--- SET PROBLEM ---
Repeat every line below exactly as it reads.

--- AVAILABLE DATA ---
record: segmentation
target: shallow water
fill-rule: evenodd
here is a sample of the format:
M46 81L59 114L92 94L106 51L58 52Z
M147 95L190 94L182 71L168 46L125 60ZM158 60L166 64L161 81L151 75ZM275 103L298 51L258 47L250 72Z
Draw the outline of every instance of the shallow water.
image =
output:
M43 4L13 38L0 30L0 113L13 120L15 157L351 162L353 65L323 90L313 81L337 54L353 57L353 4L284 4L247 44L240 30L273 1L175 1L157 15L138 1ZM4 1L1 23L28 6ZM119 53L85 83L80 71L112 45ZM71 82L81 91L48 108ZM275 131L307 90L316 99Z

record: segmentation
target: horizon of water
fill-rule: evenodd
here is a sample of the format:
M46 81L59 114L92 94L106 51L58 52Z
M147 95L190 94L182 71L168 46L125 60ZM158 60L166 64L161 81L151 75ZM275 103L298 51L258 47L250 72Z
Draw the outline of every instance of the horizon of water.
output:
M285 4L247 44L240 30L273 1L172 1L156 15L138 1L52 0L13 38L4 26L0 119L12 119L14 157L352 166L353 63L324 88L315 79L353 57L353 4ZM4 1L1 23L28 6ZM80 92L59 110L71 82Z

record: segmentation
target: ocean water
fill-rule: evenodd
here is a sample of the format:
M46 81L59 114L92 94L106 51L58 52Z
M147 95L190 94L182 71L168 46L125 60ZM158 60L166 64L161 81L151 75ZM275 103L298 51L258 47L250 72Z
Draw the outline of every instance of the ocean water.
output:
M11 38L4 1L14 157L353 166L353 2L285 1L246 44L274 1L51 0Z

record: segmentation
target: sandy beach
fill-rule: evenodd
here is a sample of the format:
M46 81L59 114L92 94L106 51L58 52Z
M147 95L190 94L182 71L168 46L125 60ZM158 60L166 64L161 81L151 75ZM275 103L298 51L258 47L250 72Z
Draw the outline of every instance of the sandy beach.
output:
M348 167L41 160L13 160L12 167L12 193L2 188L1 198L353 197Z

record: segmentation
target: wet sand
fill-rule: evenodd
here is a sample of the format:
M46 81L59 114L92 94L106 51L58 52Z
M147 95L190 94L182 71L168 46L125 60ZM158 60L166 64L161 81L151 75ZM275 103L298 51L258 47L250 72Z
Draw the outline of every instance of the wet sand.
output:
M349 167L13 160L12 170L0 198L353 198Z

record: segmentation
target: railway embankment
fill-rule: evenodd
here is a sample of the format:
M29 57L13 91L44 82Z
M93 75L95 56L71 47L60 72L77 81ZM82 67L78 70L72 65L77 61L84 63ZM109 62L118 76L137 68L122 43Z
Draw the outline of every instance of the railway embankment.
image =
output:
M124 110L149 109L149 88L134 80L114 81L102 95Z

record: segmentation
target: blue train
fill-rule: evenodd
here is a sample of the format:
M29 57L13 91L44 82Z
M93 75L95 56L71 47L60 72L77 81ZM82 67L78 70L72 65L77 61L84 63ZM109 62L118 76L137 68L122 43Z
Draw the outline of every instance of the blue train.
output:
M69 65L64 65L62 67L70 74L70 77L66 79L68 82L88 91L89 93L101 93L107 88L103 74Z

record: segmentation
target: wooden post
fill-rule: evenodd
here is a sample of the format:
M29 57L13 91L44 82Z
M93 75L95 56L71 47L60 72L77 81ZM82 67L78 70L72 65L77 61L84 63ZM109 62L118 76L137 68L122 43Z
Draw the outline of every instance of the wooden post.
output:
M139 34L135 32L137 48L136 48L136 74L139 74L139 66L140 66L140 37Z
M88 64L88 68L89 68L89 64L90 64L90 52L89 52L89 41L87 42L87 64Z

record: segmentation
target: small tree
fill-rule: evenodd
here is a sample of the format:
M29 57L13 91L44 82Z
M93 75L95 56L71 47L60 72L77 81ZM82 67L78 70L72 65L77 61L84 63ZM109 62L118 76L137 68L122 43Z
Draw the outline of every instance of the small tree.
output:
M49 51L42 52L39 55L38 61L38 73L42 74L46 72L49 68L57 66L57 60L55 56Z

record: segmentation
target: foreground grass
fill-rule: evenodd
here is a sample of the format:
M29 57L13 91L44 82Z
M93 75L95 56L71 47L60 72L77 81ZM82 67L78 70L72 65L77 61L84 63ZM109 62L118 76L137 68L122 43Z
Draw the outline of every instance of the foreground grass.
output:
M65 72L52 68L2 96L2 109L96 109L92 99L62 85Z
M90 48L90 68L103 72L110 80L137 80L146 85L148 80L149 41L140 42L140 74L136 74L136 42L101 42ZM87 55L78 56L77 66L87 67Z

--- TASK RESULT ---
record: segmentation
target: shallow water
fill-rule: evenodd
here is a sample of the format:
M46 81L59 114L92 94L106 51L58 52Z
M147 95L190 94L182 71L168 46L125 60ZM158 60L166 64L161 81L151 75ZM275 103L298 51L258 47L250 72Z
Draw the outline of every instance of the shallow water.
image =
output:
M43 4L13 38L0 30L0 113L13 120L15 157L351 162L353 65L323 90L313 81L337 54L353 57L353 4L284 4L247 44L240 30L273 1L175 1L157 15L138 1ZM4 1L1 23L28 6ZM119 53L85 83L80 71L112 45ZM71 82L81 91L48 108ZM275 131L307 90L316 99Z

record: segmentation
target: horizon of water
fill-rule: evenodd
here is a sample of the format:
M46 81L59 114L92 94L106 51L58 52Z
M147 95L190 94L182 71L168 46L125 60ZM158 60L166 64L161 81L151 75ZM275 103L298 51L258 47L250 72Z
Draw the outline of every instance of the horizon of water.
output:
M285 4L247 44L240 30L273 1L172 1L156 15L138 1L52 0L13 38L4 26L0 119L12 119L14 157L352 166L353 63L324 88L315 79L353 57L353 4ZM4 1L1 23L28 6ZM80 92L59 110L71 82Z

record: segmentation
target: ocean water
fill-rule: evenodd
here is a sample of the format:
M46 81L59 114L92 94L106 51L58 52Z
M147 95L190 94L182 71L168 46L125 60ZM158 60L166 64L161 81L151 75ZM275 103L298 51L258 47L250 72Z
Draw the outline of every instance of the ocean water.
output:
M11 38L4 1L14 157L353 166L353 2L285 1L246 44L274 1L51 0Z

record: segmentation
target: sandy beach
fill-rule: evenodd
here is a sample of the format:
M46 81L59 114L92 94L106 51L58 52Z
M147 95L190 94L182 71L168 46L125 60ZM158 60L166 64L161 81L151 75ZM275 103L298 51L258 47L250 72Z
Draw the outline of every instance of the sandy beach.
output:
M348 167L41 160L13 160L12 167L12 193L2 188L1 198L353 197Z

record: segmentation
target: wet sand
fill-rule: evenodd
here is a sample of the format:
M46 81L59 114L92 94L106 51L58 52Z
M147 95L190 94L182 71L168 46L125 60ZM158 60L166 64L161 81L151 75ZM275 103L298 51L258 47L250 72Z
Draw the outline of every instance of the wet sand.
output:
M349 167L13 160L12 170L0 198L353 198Z

record: segmentation
target: railway embankment
fill-rule: evenodd
here is a sample of the format:
M29 57L13 91L44 82Z
M93 75L95 56L71 47L60 72L77 81ZM82 67L78 70L72 65L77 61L84 63ZM109 62L118 76L137 68L122 43Z
Draw the outline of every instance of the railway embankment.
image =
output:
M124 110L149 109L149 88L134 80L114 81L102 95Z

record: segmentation
target: blue train
fill-rule: evenodd
here is a sample of the format:
M29 57L13 91L44 82Z
M93 75L95 56L71 47L60 72L77 81ZM82 67L78 70L72 65L77 61L84 63ZM109 62L118 76L137 68L122 43Z
Draw the outline of every instance of the blue train.
output:
M69 65L64 65L62 67L70 74L70 77L66 79L68 82L88 91L89 93L101 93L107 88L103 74Z

record: segmentation
target: wooden post
fill-rule: evenodd
here is a sample of the format:
M29 57L13 91L44 82Z
M93 75L95 56L71 47L60 72L77 81ZM82 67L78 70L72 65L77 61L84 63ZM109 62L118 76L137 68L122 43Z
Draw the outline of every instance of the wooden post.
output:
M139 34L135 32L137 48L136 48L136 74L139 74L139 66L140 66L140 37Z
M88 64L88 68L89 68L89 64L90 64L90 52L89 52L89 41L87 42L87 64Z

record: segmentation
target: small tree
fill-rule: evenodd
here is a sample of the format:
M29 57L13 91L44 82Z
M93 75L95 56L71 47L60 72L77 81ZM82 67L78 70L72 65L77 61L84 63ZM109 62L118 76L137 68L122 43Z
Draw the outline of every instance of the small tree.
output:
M49 51L42 52L39 55L38 61L38 73L42 74L46 72L49 68L57 66L57 60L55 56Z

record: segmentation
target: foreground grass
fill-rule: evenodd
here is a sample of the format:
M29 57L13 91L44 82Z
M93 75L95 56L71 47L60 72L77 81ZM82 67L78 70L72 65L77 61L84 63ZM109 62L118 76L137 68L122 43Z
Draw the outline of every instance of the foreground grass.
output:
M65 72L52 68L2 96L2 109L96 109L92 99L62 85Z
M90 48L90 68L103 72L110 80L137 80L146 85L148 80L149 41L140 42L140 74L136 74L136 42L101 42ZM87 55L78 56L77 66L87 67Z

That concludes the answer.